→ SUPPLIED TEXT

If any of these limitations are an issue, you may wish to consider moving your Application Insights data into Azure Data Explorer, otherwise known as “Kusto”. Kusto is the engine behind all of Azure Monitor (which includes Application Insights and Log Analytics), and it employs the same query language.

When you use your own Kusto cluster, you have complete control over your data. A Kusto cluster contains one or more nodes and can be scaled automatically. Specifically, it solves the limitations inherent to Application Insights while maintaining familiarity with the same data types and query language (KQL). It addresses the AI limits in the following ways:

Retention – Kusto has advanced data retention and caching settings that can be set at both the database level and the table level. Retention can be set to unlimited if necessary.

Backup – Kusto can connect to external tables that are connected to Azure storage accounts or to SQL tables. Continuous export can be added to any Kusto tables so that the externalized data is always up to date. Data can be restored from these externalized sources, or by reingesting directly from them. Alternatively, AI data can be simultaneously streamed into Azure storage accounts, and this data can be ingested into Kusto for restoration.

Data limits – The default query limits in Kusto are the same as those found in Application Insights, but here they are soft limits. They can be overridden, and asynchronous operations can be used to circumvent them when necessary. In most cases however, by using data optimization strategies available to Kusto, these limits should be less important.

Scale – Kusto clusters can be as small as 1 node (for development – a single node cluster has no SLA), and as large as 1,000. Each node can be as small as 2 CPUs/14 GB RAM, and as large as 32 CPUs/128 GB RAM. There is no limit to the quantity of data that can be ingested.

Schema – This is where Kusto really shines. Data can be transformed natively at the time of ingestion using update policies. Custom Application Insights data can be extracted from the dynamic columns into more structured tables. This has the benefit of greatly enhancing performance. In addition, materialized views can be created to further enhance query performance, create pre-aggregated query targets, etc. These strategies can greatly improve query performance.

→ THE DATA
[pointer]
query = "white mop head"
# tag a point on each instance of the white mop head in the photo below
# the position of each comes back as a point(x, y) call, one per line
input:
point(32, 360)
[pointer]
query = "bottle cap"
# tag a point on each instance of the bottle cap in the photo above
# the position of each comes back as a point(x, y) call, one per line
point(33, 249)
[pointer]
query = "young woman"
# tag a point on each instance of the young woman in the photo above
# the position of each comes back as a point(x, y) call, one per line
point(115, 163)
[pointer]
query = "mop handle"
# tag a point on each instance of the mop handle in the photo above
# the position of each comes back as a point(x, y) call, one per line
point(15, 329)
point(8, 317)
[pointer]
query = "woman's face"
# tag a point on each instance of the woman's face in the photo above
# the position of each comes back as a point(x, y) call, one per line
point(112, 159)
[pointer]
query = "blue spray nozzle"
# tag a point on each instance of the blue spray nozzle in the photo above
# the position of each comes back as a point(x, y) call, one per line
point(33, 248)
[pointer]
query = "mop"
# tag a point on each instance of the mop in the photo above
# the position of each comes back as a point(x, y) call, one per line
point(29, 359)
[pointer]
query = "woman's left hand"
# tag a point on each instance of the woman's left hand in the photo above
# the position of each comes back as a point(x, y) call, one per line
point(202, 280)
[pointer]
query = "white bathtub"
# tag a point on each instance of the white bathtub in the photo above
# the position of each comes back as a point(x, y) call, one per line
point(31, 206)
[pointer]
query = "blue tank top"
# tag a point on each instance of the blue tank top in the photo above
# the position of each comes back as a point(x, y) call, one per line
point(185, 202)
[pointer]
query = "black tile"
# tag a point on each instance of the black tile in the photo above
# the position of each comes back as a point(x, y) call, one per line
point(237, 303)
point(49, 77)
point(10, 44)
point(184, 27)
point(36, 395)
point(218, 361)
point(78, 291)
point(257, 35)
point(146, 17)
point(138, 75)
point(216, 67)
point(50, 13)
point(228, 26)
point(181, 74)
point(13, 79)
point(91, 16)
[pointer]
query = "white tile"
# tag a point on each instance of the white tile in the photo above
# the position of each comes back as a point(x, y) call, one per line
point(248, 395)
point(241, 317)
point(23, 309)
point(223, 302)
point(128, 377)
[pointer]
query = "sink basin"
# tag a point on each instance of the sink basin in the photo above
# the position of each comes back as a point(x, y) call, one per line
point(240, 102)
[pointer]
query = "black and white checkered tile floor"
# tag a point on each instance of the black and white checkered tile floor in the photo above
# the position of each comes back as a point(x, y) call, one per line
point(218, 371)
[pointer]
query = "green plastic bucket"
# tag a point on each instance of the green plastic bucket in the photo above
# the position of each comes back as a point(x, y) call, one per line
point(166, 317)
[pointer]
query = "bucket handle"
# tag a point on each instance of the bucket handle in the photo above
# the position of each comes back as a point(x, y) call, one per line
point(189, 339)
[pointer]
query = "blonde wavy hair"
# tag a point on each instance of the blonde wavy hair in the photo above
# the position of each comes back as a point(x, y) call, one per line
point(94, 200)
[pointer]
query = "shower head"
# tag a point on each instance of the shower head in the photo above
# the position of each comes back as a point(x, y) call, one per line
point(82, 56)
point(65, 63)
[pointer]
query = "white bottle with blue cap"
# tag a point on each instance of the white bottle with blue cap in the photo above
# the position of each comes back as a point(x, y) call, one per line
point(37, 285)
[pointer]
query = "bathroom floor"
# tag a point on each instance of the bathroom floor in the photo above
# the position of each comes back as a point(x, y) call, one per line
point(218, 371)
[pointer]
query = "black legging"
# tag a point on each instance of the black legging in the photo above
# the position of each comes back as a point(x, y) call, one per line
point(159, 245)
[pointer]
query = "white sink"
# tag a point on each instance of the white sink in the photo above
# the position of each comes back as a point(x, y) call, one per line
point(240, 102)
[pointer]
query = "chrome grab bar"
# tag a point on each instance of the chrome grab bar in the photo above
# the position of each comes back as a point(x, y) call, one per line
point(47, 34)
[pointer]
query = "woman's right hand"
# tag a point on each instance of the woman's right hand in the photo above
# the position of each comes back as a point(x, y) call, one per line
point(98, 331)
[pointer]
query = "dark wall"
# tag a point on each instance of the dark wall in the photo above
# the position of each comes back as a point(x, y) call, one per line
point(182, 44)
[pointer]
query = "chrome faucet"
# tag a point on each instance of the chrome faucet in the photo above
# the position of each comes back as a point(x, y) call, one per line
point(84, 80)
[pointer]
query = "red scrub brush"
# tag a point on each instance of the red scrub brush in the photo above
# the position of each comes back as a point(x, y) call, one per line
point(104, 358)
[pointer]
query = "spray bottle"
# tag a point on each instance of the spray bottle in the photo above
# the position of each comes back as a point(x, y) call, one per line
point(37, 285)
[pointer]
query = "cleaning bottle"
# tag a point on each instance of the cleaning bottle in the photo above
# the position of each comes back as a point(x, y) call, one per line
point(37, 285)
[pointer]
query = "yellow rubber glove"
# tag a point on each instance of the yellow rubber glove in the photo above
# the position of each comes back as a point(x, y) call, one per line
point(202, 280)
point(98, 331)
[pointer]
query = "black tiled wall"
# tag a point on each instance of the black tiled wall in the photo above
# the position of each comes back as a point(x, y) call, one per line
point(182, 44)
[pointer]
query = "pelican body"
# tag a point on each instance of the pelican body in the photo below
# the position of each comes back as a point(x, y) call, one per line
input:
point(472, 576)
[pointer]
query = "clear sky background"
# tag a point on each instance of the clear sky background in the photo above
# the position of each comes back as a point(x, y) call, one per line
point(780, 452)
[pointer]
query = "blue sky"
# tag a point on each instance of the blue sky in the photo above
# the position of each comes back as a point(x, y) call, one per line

→ WORK ORDER 1
Repeat the part of the Kusto passage starting at "Retention – Kusto" and ending at "Kusto for restoration.".
→ WORK ORDER 2
According to the Kusto passage, what is the largest number of nodes a Kusto cluster can have?

→ YOUR RESPONSE 1
Retention – Kusto has advanced data retention and caching settings that can be set at both the database level and the table level. Retention can be set to unlimited if necessary.

Backup – Kusto can connect to external tables that are connected to Azure storage accounts or to SQL tables. Continuous export can be added to any Kusto tables so that the externalized data is always up to date. Data can be restored from these externalized sources, or by reingesting directly from them. Alternatively, AI data can be simultaneously streamed into Azure storage accounts, and this data can be ingested into Kusto for restoration.

→ YOUR RESPONSE 2
1,000 nodes.